• **Page text**:
From Former Prisons to Walmarts, Cannabis Companies Are Breathing New Life Into Vacant Buildings
The growing trend is sweeping the country.
If there’s one truth in life, it’s that weed can grow just about anywhere. Backyards, greenhouses, basements, rolling hills and acres of farms in every state, and even prisons. Well, a former prison, anyway.
One of the nation’s leading cannabis operators, Green Thumb Industries will open a modern ‘cannabis campus’ on the site of a former federal prison in Warwick, New York. It’s sort of a full-circle scenario for the industry, says Ben Kovler, founder and CEO.
“Today is an example of the next great American growth story in action,” Kovler said at the groundbreaking. “This site used to be a federal prison that incarcerated individuals targeted by cannabis prohibition. Now it will become an economic hub that manufactures high-quality cannabis products, creates hundreds of new jobs, and contributes positively to the local community.”
A growing trend
According to Architectural Digest, cannabis companies finding more and more unique locations for everything from retail shops to grow operations is a growing trend as the industry continues to blossom.

• **Entries supplied**:
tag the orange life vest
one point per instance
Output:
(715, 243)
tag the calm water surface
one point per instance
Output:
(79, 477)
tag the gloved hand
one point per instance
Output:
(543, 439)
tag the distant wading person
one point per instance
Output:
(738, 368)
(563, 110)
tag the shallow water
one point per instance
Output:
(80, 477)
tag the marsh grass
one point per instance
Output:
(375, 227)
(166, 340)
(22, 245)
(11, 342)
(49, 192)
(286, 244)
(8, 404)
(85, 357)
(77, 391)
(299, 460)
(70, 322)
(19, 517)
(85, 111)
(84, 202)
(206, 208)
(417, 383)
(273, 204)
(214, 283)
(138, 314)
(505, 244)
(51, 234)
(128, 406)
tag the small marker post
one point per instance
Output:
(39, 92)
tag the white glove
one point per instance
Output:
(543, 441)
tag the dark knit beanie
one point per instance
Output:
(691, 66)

• **What this task involves**: Duplicate the passage from the cannabis article from "One of the nation’s" up to and including "continues to blossom.". Rely only on the article about cannabis companies reusing vacant buildings.

• **Your response**:
One of the nation’s leading cannabis operators, Green Thumb Industries will open a modern ‘cannabis campus’ on the site of a former federal prison in Warwick, New York. It’s sort of a full-circle scenario for the industry, says Ben Kovler, founder and CEO.
“Today is an example of the next great American growth story in action,” Kovler said at the groundbreaking. “This site used to be a federal prison that incarcerated individuals targeted by cannabis prohibition. Now it will become an economic hub that manufactures high-quality cannabis products, creates hundreds of new jobs, and contributes positively to the local community.”
A growing trend
According to Architectural Digest, cannabis companies finding more and more unique locations for everything from retail shops to grow operations is a growing trend as the industry continues to blossom.